**Work request**.
Your answer must be a word-for-word copy of the listing, with all pictures excluded.
═════ Data shown
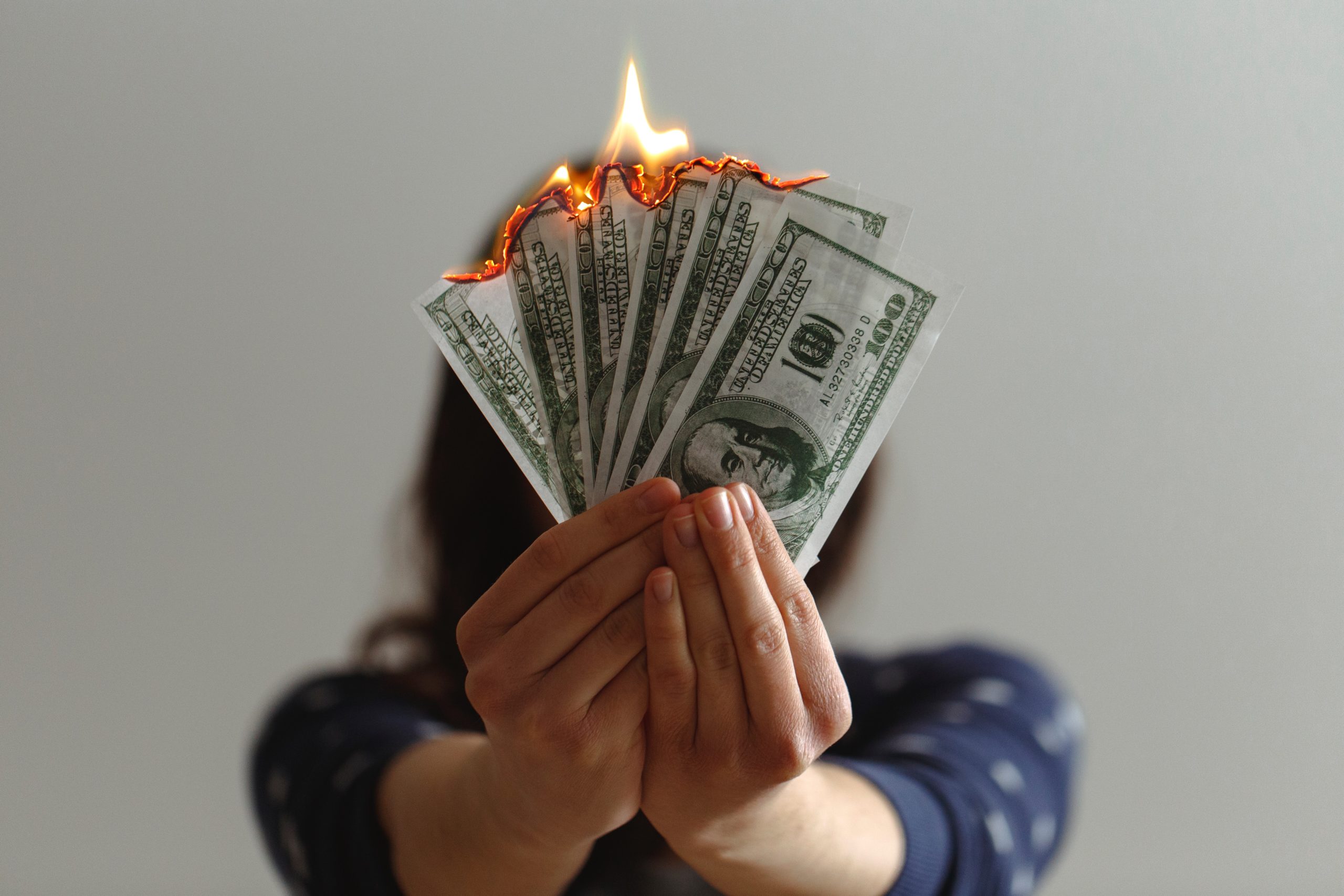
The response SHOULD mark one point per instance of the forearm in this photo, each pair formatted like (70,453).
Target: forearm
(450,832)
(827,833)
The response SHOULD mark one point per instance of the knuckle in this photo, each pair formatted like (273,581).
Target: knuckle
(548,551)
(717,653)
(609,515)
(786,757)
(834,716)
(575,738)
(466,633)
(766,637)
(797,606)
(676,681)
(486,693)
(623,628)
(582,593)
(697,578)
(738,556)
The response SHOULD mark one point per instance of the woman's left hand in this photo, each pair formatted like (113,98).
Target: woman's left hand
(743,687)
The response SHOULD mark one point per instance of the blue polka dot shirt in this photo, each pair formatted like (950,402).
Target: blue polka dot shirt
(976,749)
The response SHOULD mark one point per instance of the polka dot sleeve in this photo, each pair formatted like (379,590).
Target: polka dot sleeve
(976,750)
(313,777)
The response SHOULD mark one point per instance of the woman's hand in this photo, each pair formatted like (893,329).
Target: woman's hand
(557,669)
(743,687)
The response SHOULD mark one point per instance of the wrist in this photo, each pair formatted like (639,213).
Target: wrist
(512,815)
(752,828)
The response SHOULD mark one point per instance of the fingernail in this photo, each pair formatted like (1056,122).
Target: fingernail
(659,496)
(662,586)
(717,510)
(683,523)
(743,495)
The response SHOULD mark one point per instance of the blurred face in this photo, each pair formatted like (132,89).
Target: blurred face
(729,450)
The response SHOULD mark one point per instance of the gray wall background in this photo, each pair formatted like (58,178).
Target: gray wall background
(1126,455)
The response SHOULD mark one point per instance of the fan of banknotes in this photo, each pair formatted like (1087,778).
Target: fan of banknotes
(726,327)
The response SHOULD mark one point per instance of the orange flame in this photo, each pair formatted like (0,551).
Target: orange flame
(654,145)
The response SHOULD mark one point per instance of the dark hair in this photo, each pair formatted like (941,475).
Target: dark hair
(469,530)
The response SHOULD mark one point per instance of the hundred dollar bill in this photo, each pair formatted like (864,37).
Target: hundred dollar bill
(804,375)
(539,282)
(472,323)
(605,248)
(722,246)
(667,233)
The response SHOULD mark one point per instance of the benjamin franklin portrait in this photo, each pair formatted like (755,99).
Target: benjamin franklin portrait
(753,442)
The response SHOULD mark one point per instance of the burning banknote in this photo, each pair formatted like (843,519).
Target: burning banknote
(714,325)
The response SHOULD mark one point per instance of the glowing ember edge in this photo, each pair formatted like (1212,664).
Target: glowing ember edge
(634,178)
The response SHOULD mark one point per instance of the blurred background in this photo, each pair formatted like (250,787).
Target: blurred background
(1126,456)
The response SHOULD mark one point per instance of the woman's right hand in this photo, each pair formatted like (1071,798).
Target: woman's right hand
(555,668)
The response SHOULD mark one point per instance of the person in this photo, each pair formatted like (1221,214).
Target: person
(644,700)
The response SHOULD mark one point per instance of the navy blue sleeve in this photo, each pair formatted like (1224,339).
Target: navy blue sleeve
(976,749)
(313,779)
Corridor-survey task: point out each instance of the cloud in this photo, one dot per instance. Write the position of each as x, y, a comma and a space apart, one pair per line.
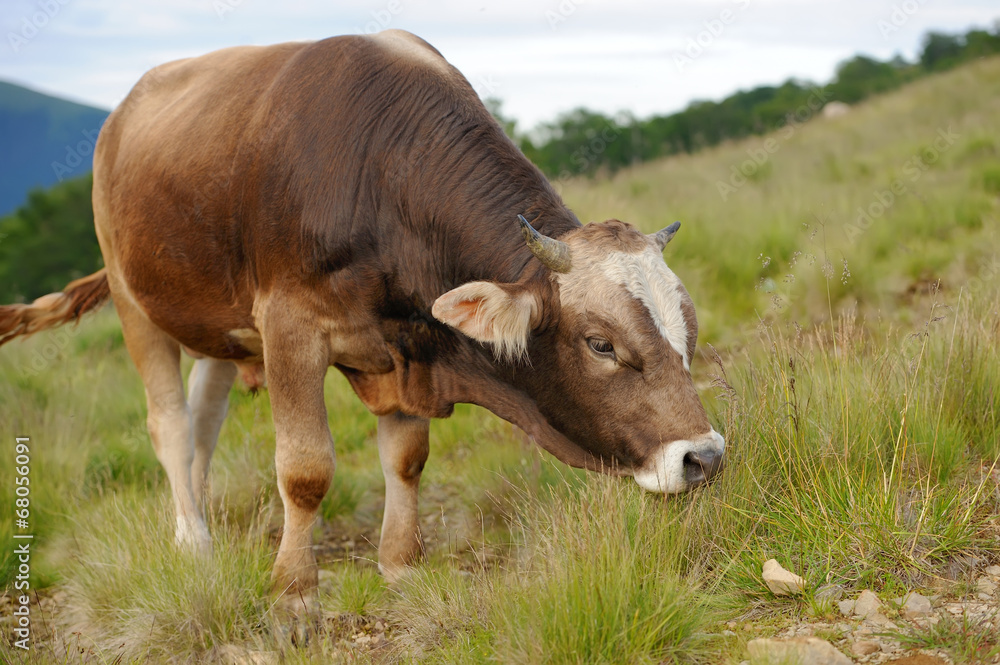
══════════
**Written reply**.
The response SHOULD mark one point per instance of the forearm in this photo, each pair formatted like (70,453).
Target: forearm
(450,832)
(827,833)
The response SHOULD mark one point per instance of the knuckle in this photo, each pair formatted like (273,581).
Target: knuckle
(548,551)
(717,653)
(609,515)
(786,757)
(834,716)
(575,738)
(466,633)
(766,637)
(797,606)
(676,681)
(486,693)
(623,628)
(582,593)
(697,578)
(738,556)
The response SHOULD mark one point per instance of the woman's left hand in this photo, each pair formatted like (113,98).
Target: woman's left hand
(743,687)
The response SHOULD mark one point per instance of the blue polka dot shirt in this photo, each pair formatted like (950,402).
Target: blue polka dot shirt
(976,749)
The response SHOULD mark one point per instance of the polka dot sleeve in this photo, each pair formatted like (379,590).
Target: polka dot sleeve
(976,750)
(313,777)
The response SHOULD mark one point per instance of the woman's hand in this photo, each pair formatted like (893,329).
Target: woman's hand
(557,669)
(743,687)
The response SHOULD mark one point per instance of the wrist in this photo, each pair formatted like (639,213).
Target: wrist
(512,815)
(752,828)
The response SHOULD mark one point per instance of the fingernail in this photo, each pair formatted like (1056,122).
Target: fingernail
(659,496)
(662,586)
(717,510)
(683,523)
(743,495)
The response SHOULD mark one point per instance of the blurred face in this photo, each pair formatted like (132,89).
Target: blurred face
(729,450)
The response SHOULD mark one point per instance of the gray wall background in this photo, each pair formatted like (58,178).
Target: gray wall background
(1126,455)
The response SHOULD mark one point per instance of the fan of banknotes in this photo, each pair formatted like (1087,778).
Target: fan of banknotes
(726,327)
The response SHOULD mark one point per instance of the orange flame in this photo, each pair formatted like (0,551).
Target: orange flame
(654,145)
The response SHOULD mark one point per instance of the dark hair in this photo, each pair formatted like (941,475).
Target: dark hair
(469,530)
The response SHOULD mark one point per instance of the hundred dollar bill in this photo, each pair formatted like (864,37).
Target: hundred dollar bill
(804,375)
(539,282)
(472,323)
(605,248)
(722,246)
(667,233)
The response SHOULD mark one point per instance of the benjamin franklin portrait in this photo, each pair formatted like (755,99).
Target: benjamin franklin portrait
(753,442)
The response SHOULD mark one point per instance of the burning banknote in this photo, each pair formatted like (843,519).
Target: burning banknote
(714,325)
The response SHOULD mark one point per instance of the glowing ember edge in this photo, each pair formatted like (1212,664).
Target: glowing ember edge
(634,178)
The response SHOULD mark one point per instance of the blurred background in this photo, each pair formatted like (250,787).
Target: blurred background
(1126,456)
The response SHOULD mark one point per instance of the woman's right hand in this photo, each pair formatted like (1071,798).
Target: woman's right hand
(555,668)
The response SHOULD mark one point per instance of the person in this photo, each pair formatted like (1221,214).
Target: person
(644,700)
The response SHOULD mark one point per instance of the navy blue sleeve in this photo, each pair formatted like (1224,339).
Target: navy blue sleeve
(976,749)
(313,779)
Corridor-survey task: point out each instance of the cloud in this photo, one dot per instance. Write the position of each as x, y, a comma and a space apart, one pair per line.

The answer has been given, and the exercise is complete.